Every line containing the word "black" must be pulled from the records.

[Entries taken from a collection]
※ ※ ※
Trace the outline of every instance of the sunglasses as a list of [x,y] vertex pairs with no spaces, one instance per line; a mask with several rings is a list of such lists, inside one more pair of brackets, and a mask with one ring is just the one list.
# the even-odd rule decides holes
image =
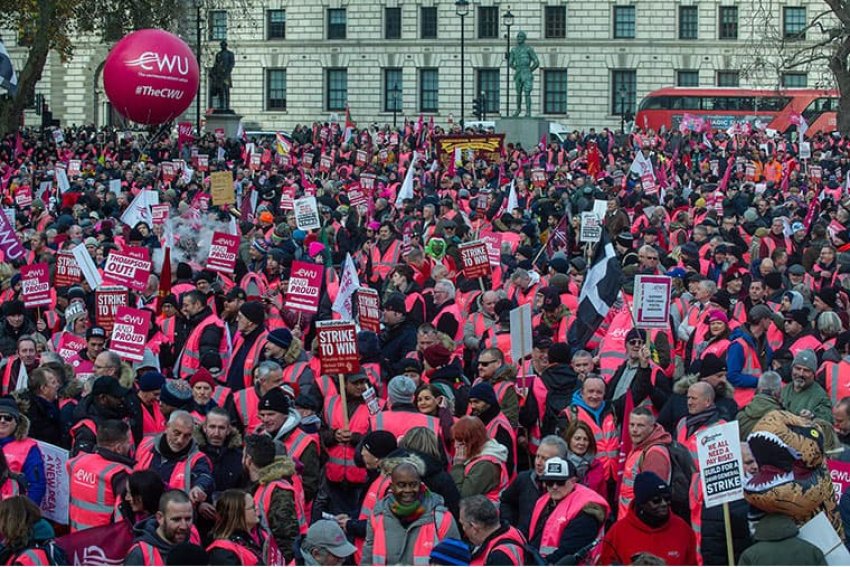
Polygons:
[[15,421],[15,417],[7,414],[0,415],[0,422],[12,423]]
[[567,484],[567,479],[543,481],[544,486],[564,486],[565,484]]
[[632,340],[629,341],[629,345],[631,345],[631,346],[641,346],[642,344],[643,344],[643,341],[640,340],[640,339],[632,339]]
[[656,496],[655,498],[653,498],[652,500],[649,501],[650,504],[655,504],[656,506],[661,504],[662,502],[667,502],[669,504],[670,503],[670,496],[669,495]]

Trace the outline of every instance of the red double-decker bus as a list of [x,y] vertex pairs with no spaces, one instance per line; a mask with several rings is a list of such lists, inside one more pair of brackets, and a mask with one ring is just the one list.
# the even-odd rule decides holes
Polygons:
[[791,116],[799,113],[809,124],[806,137],[835,130],[838,91],[822,89],[728,89],[668,87],[652,91],[635,116],[640,128],[678,128],[685,114],[711,121],[726,130],[735,123],[760,123],[778,132],[795,129]]

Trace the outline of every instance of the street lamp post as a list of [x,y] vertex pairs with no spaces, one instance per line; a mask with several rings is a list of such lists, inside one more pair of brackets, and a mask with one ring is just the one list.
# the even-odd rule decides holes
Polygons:
[[[198,47],[195,56],[198,60],[198,70],[201,69],[201,0],[195,0],[195,42]],[[198,92],[195,95],[195,130],[198,140],[201,138],[201,80],[198,78]]]
[[396,127],[396,113],[398,113],[398,95],[401,93],[401,89],[398,87],[398,83],[393,84],[393,88],[390,89],[390,92],[393,95],[393,130]]
[[620,98],[620,134],[626,133],[626,95],[628,94],[625,85],[620,85],[617,89],[617,96]]
[[464,37],[465,18],[469,14],[469,0],[457,0],[455,2],[455,13],[460,16],[460,127],[464,126],[464,105],[466,104],[466,48]]
[[508,6],[508,11],[502,16],[505,22],[505,28],[508,30],[505,34],[505,39],[508,40],[505,48],[505,116],[511,115],[511,26],[514,25],[514,15],[511,13],[511,7]]

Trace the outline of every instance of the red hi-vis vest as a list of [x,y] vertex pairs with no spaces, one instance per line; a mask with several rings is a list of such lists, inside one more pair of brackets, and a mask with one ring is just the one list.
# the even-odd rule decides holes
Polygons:
[[166,340],[172,344],[174,343],[174,323],[176,320],[177,317],[172,315],[171,317],[164,318],[162,320],[162,323],[160,323],[159,325],[160,330],[162,331],[162,334],[165,335]]
[[626,335],[633,327],[631,313],[626,308],[618,311],[608,324],[608,331],[599,343],[599,375],[606,384],[628,358]]
[[[744,366],[741,368],[741,374],[749,374],[750,376],[761,376],[761,362],[759,361],[758,354],[756,350],[750,346],[743,337],[738,337],[735,339],[736,343],[741,345],[741,349],[744,351]],[[728,349],[727,349],[728,351]],[[734,399],[735,403],[738,404],[739,408],[744,408],[748,403],[753,401],[753,398],[756,395],[755,388],[744,388],[740,386],[735,386],[735,394]]]
[[206,329],[209,325],[215,325],[221,329],[221,342],[218,350],[222,355],[222,362],[225,364],[228,363],[229,345],[227,344],[227,332],[224,329],[224,322],[214,314],[207,315],[207,317],[198,323],[198,326],[192,329],[192,332],[189,333],[189,337],[186,339],[186,345],[183,347],[183,352],[180,355],[180,360],[178,362],[180,368],[177,372],[177,376],[183,380],[191,378],[195,371],[201,367],[201,335],[203,334],[204,329]]
[[24,469],[24,462],[27,460],[27,455],[30,454],[30,451],[35,449],[36,451],[41,451],[38,448],[38,443],[36,443],[35,439],[27,437],[23,440],[15,440],[11,443],[7,443],[3,447],[3,454],[6,456],[6,462],[9,464],[9,470],[13,473],[21,474]]
[[369,282],[377,283],[378,280],[385,280],[390,271],[401,261],[401,242],[394,238],[383,254],[376,243],[369,251],[369,256],[372,258],[372,276]]
[[399,440],[414,427],[426,427],[436,432],[440,439],[443,438],[442,428],[437,418],[424,413],[383,410],[369,417],[370,430],[389,431]]
[[484,495],[490,502],[496,505],[496,508],[498,508],[502,491],[508,487],[509,482],[508,468],[505,466],[504,461],[500,461],[493,455],[479,455],[477,457],[473,457],[468,463],[466,463],[466,466],[463,467],[463,476],[469,476],[469,473],[472,471],[472,467],[482,461],[493,463],[493,465],[499,469],[499,483],[494,486],[490,492]]
[[[331,430],[344,429],[346,408],[342,405],[340,396],[325,399],[325,422]],[[365,435],[369,432],[369,408],[361,403],[351,416],[348,429],[352,433]],[[366,469],[354,464],[356,447],[348,443],[336,443],[327,447],[328,463],[325,465],[325,475],[330,482],[350,482],[365,484],[368,476]]]
[[602,418],[602,426],[596,423],[596,419],[586,409],[579,405],[571,404],[561,412],[570,423],[575,419],[585,423],[593,431],[596,440],[596,456],[602,462],[607,479],[617,478],[617,467],[620,456],[620,434],[614,414],[606,411]]
[[812,349],[817,352],[823,347],[823,343],[821,343],[817,337],[813,335],[804,335],[794,341],[788,350],[791,351],[791,354],[797,356],[801,350]]
[[[292,493],[292,500],[295,502],[295,516],[298,520],[298,533],[301,535],[307,534],[307,507],[304,504],[304,487],[301,484],[301,477],[293,476],[291,479],[281,478],[273,480],[268,484],[261,484],[254,493],[254,506],[257,507],[257,513],[260,515],[260,525],[271,534],[269,526],[269,512],[272,507],[272,498],[275,490],[287,490]],[[274,537],[274,536],[271,536]]]
[[[622,520],[626,517],[626,513],[629,511],[629,504],[631,504],[632,500],[635,497],[635,477],[640,473],[640,467],[643,464],[643,460],[650,451],[661,451],[662,454],[667,456],[667,462],[671,463],[670,465],[670,475],[672,472],[672,461],[670,460],[670,450],[667,448],[667,445],[655,444],[650,445],[649,447],[644,447],[642,449],[632,449],[629,456],[626,457],[626,463],[623,466],[623,482],[620,483],[620,504],[617,508],[617,519]],[[667,484],[670,484],[670,477],[665,479],[661,479]]]
[[137,547],[142,550],[142,561],[145,565],[165,565],[165,561],[163,560],[162,553],[159,552],[159,548],[143,541],[134,543],[127,552],[127,555],[130,555],[130,553],[132,553]]
[[260,412],[257,410],[257,406],[260,404],[260,396],[257,394],[256,388],[239,390],[233,394],[233,403],[245,431],[254,431],[263,424],[260,421]]
[[455,336],[453,336],[452,339],[454,340],[456,345],[463,345],[463,316],[460,314],[460,307],[458,307],[457,303],[452,302],[450,305],[446,305],[445,307],[440,309],[440,312],[437,313],[437,316],[434,317],[434,319],[431,321],[431,324],[436,327],[437,321],[439,321],[440,317],[442,317],[446,313],[450,313],[454,316],[455,320],[457,320],[457,331],[455,331]]
[[66,465],[70,479],[71,531],[76,532],[112,522],[120,495],[112,490],[116,474],[131,471],[130,467],[104,459],[97,453],[81,453]]
[[824,362],[823,368],[826,374],[826,393],[834,406],[842,398],[850,396],[850,362],[843,359],[840,362],[827,361]]
[[5,500],[6,498],[11,498],[12,496],[18,496],[21,494],[21,483],[17,478],[6,477],[6,480],[3,482],[3,485],[0,486],[0,497]]
[[20,372],[20,367],[18,367],[18,372],[15,372],[15,375],[12,376],[12,367],[15,365],[16,360],[18,360],[17,355],[12,355],[6,359],[6,364],[3,366],[3,378],[0,381],[0,395],[8,396],[15,391],[18,372]]
[[[260,358],[263,355],[263,347],[266,346],[266,341],[268,340],[269,333],[268,331],[263,331],[257,336],[257,340],[254,341],[254,344],[251,345],[251,348],[248,349],[248,354],[245,356],[245,363],[242,366],[242,377],[244,379],[245,387],[250,388],[254,385],[254,377],[252,375],[252,371],[254,370],[254,366],[259,364]],[[239,349],[242,348],[242,345],[245,343],[245,337],[242,336],[242,333],[236,334],[236,339],[233,341],[233,352],[239,352]],[[228,376],[230,373],[230,364],[233,363],[231,359],[227,365],[227,369],[224,371],[224,375]]]
[[[543,438],[543,432],[540,425],[543,423],[543,414],[546,411],[546,398],[549,396],[549,390],[543,379],[540,376],[535,376],[531,381],[531,394],[537,401],[537,421],[528,430],[528,451],[532,455],[537,454],[537,448],[540,447],[540,441]],[[526,403],[528,400],[526,400]]]
[[[385,474],[378,475],[378,478],[372,481],[372,484],[369,485],[369,489],[366,491],[366,496],[363,498],[363,504],[360,505],[360,515],[357,517],[358,520],[368,520],[372,517],[372,511],[375,509],[375,504],[377,504],[379,500],[383,500],[384,496],[387,495],[387,491],[389,491],[391,484],[392,477]],[[362,537],[354,538],[354,547],[357,548],[357,551],[354,552],[355,565],[360,565],[360,560],[363,558],[364,541],[365,540]]]
[[500,427],[507,432],[508,435],[510,435],[511,446],[508,448],[514,456],[514,470],[508,471],[508,476],[510,477],[510,481],[513,481],[514,478],[516,478],[516,429],[511,426],[511,422],[508,421],[508,418],[505,417],[505,414],[502,412],[499,412],[496,417],[491,419],[490,423],[488,423],[485,427],[487,428],[487,436],[490,437],[490,439],[496,438],[496,433],[498,433]]
[[213,390],[213,393],[212,393],[212,396],[210,396],[210,399],[215,402],[215,405],[217,405],[220,408],[223,408],[224,404],[227,403],[227,397],[229,395],[230,395],[230,388],[228,388],[227,386],[222,386],[221,384],[218,384],[218,385],[216,385],[215,389]]
[[283,442],[283,446],[286,447],[286,454],[302,462],[301,455],[304,454],[304,451],[310,445],[315,445],[316,451],[319,451],[319,435],[316,433],[307,433],[300,428],[291,431],[286,441]]
[[293,362],[283,369],[283,383],[292,386],[296,394],[298,393],[298,381],[305,372],[311,370],[310,364],[307,362]]
[[145,437],[165,431],[165,416],[162,415],[159,402],[154,400],[150,409],[151,411],[148,411],[148,408],[142,404],[142,435]]
[[[546,524],[538,526],[537,523],[540,520],[540,514],[543,512],[546,505],[549,504],[550,499],[551,496],[547,493],[537,500],[537,504],[534,505],[534,512],[531,514],[531,525],[528,529],[530,539],[534,539],[536,537],[538,529],[543,530],[543,537],[540,540],[539,551],[540,555],[544,558],[554,553],[561,546],[561,535],[564,533],[564,529],[566,529],[569,523],[581,513],[585,506],[588,504],[598,504],[605,510],[605,516],[608,516],[608,513],[611,511],[611,507],[608,506],[608,502],[597,494],[595,490],[591,490],[581,484],[576,484],[573,491],[570,492],[566,498],[558,502],[555,509],[552,510],[552,514],[550,514],[549,518],[546,520]],[[605,522],[601,522],[599,524],[599,532],[597,534],[600,541],[604,531]],[[598,550],[595,551],[598,554]],[[590,556],[593,555],[594,552],[592,551]],[[594,562],[589,559],[586,559],[585,561],[588,565],[594,564]]]
[[207,548],[207,553],[211,552],[213,549],[224,549],[225,551],[235,554],[236,557],[239,558],[240,565],[260,565],[260,558],[257,557],[253,551],[244,545],[236,543],[235,541],[230,541],[229,539],[217,539]]
[[487,542],[487,547],[470,561],[470,565],[485,565],[495,551],[501,551],[510,559],[511,565],[525,565],[525,536],[513,526],[508,531]]
[[43,549],[25,549],[13,555],[6,565],[50,565],[50,558]]
[[[452,515],[445,508],[436,508],[432,514],[434,520],[417,528],[416,541],[413,543],[413,564],[429,565],[431,550],[441,542],[452,528]],[[387,560],[387,533],[384,529],[384,513],[372,515],[369,520],[375,540],[372,544],[371,565],[390,565]]]
[[[139,450],[136,452],[136,466],[134,471],[143,471],[151,467],[153,463],[154,447],[161,439],[161,435],[156,437],[146,437],[139,444]],[[189,493],[192,488],[192,469],[201,459],[206,459],[207,456],[201,453],[197,447],[193,447],[186,458],[178,461],[174,465],[174,470],[171,471],[171,478],[168,479],[168,486],[177,488],[183,492]]]

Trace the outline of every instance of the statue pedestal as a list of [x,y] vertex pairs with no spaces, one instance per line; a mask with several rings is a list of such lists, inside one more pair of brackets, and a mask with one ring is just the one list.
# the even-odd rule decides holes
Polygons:
[[215,134],[215,131],[221,128],[224,130],[225,138],[235,138],[241,121],[242,116],[239,114],[213,112],[207,116],[206,131]]
[[522,144],[526,150],[539,144],[542,136],[549,143],[549,121],[545,118],[501,118],[496,120],[496,132],[505,134],[505,144]]

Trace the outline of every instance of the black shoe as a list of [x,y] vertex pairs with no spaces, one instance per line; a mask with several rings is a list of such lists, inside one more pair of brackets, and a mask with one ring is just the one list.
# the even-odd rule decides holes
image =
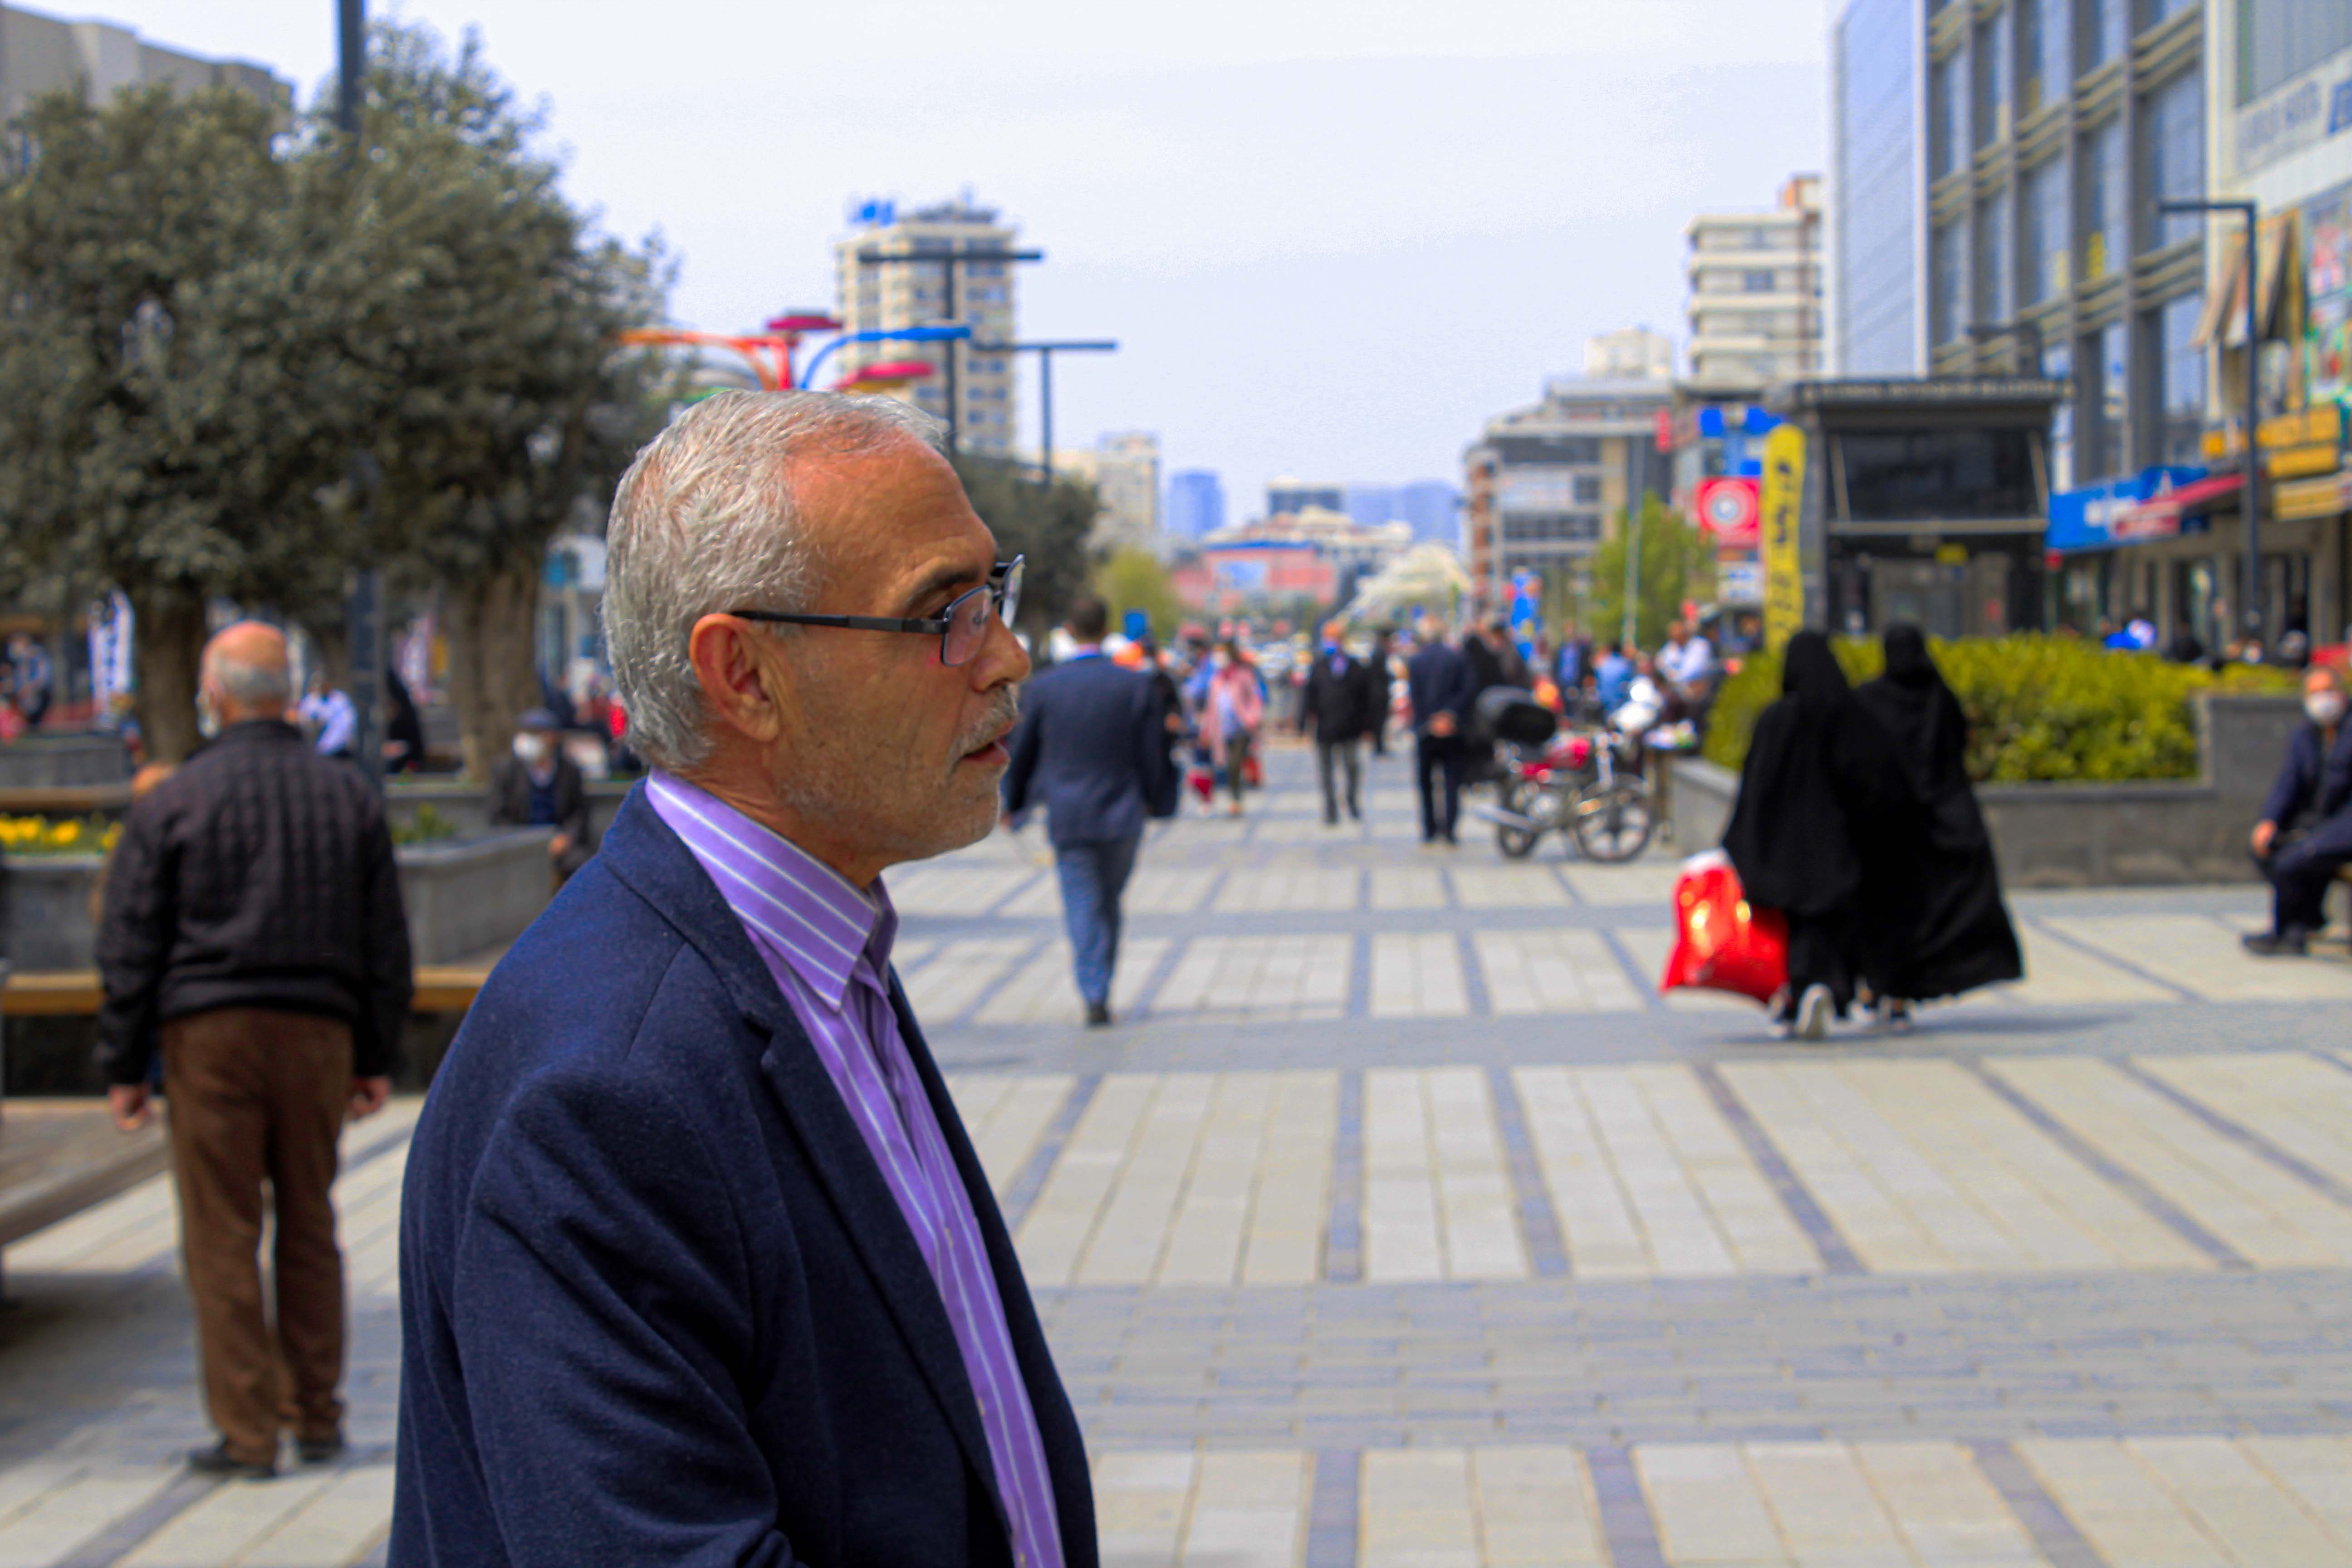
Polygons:
[[1109,1003],[1089,1002],[1087,1004],[1087,1027],[1089,1029],[1108,1029],[1110,1027]]
[[2284,931],[2248,931],[2238,939],[2246,951],[2263,958],[2301,958],[2310,949],[2309,936],[2293,926]]
[[1339,826],[1339,819],[1327,811],[1323,814],[1323,826],[1326,827],[1337,827]]
[[189,1449],[188,1468],[200,1476],[218,1476],[232,1481],[266,1481],[278,1474],[274,1463],[257,1465],[230,1453],[226,1437],[209,1448]]
[[330,1465],[343,1457],[344,1447],[340,1430],[325,1437],[297,1437],[294,1457],[306,1465]]

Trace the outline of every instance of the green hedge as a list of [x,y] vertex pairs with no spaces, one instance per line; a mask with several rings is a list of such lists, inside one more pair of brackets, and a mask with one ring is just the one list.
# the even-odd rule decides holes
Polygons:
[[[1840,637],[1835,647],[1856,685],[1885,665],[1875,637]],[[1930,638],[1929,650],[1968,713],[1969,776],[1979,783],[2194,778],[2191,693],[2295,689],[2284,670],[2231,665],[2215,675],[2081,637]],[[1757,714],[1780,695],[1780,656],[1749,655],[1716,701],[1707,761],[1736,772]]]

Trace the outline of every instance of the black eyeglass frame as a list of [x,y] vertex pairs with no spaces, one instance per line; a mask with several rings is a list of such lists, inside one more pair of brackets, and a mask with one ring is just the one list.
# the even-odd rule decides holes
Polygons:
[[[948,658],[948,637],[955,630],[956,612],[961,609],[965,601],[974,594],[987,594],[996,600],[997,615],[1004,622],[1006,628],[1010,629],[1013,616],[1020,612],[1021,580],[1027,573],[1028,563],[1029,557],[1025,554],[1016,555],[1010,561],[998,562],[989,568],[987,582],[965,589],[950,599],[937,616],[928,618],[909,620],[896,616],[804,616],[787,614],[782,610],[730,610],[727,613],[743,620],[766,621],[776,626],[845,626],[852,631],[907,632],[916,637],[935,637],[940,639],[940,662],[954,669],[971,662],[968,658]],[[984,643],[987,638],[983,636],[981,640]],[[980,650],[975,646],[972,651],[977,653]]]

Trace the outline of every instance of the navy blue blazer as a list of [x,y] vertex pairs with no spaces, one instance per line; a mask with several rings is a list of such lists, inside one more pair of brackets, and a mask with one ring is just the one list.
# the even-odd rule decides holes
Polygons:
[[[929,1048],[1073,1568],[1086,1451]],[[400,1230],[390,1561],[1010,1564],[937,1287],[833,1080],[640,786],[491,973]]]
[[[2295,727],[2286,743],[2286,761],[2271,784],[2270,798],[2263,803],[2264,822],[2274,822],[2283,831],[2309,812],[2316,826],[2352,805],[2352,720],[2336,726],[2336,744],[2325,757],[2319,754],[2319,742],[2318,725]],[[2347,836],[2330,836],[2340,837]]]
[[1405,695],[1412,703],[1412,727],[1426,734],[1429,721],[1440,713],[1454,715],[1461,732],[1465,710],[1478,695],[1478,678],[1462,650],[1432,643],[1404,661]]
[[1004,810],[1043,804],[1056,844],[1133,838],[1146,817],[1176,815],[1171,740],[1151,677],[1099,655],[1057,664],[1022,688]]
※ ※ ※
> Response to the task:
Trace the outline of every instance of the black shoe as a list of [x,y] vertex pairs with no spaces, one instance per line; a mask with several rings is a list of such lists, inside one more pair of brackets, and a mask with one ring is just the one list.
Trace the outline of every instance of the black eyeglass frame as a list of [x,y] vertex pairs with no spaces, one instance per line; a mask with several rings is a list of such lists, inside one more pair of brackets, and a mask with one ring is just the one list.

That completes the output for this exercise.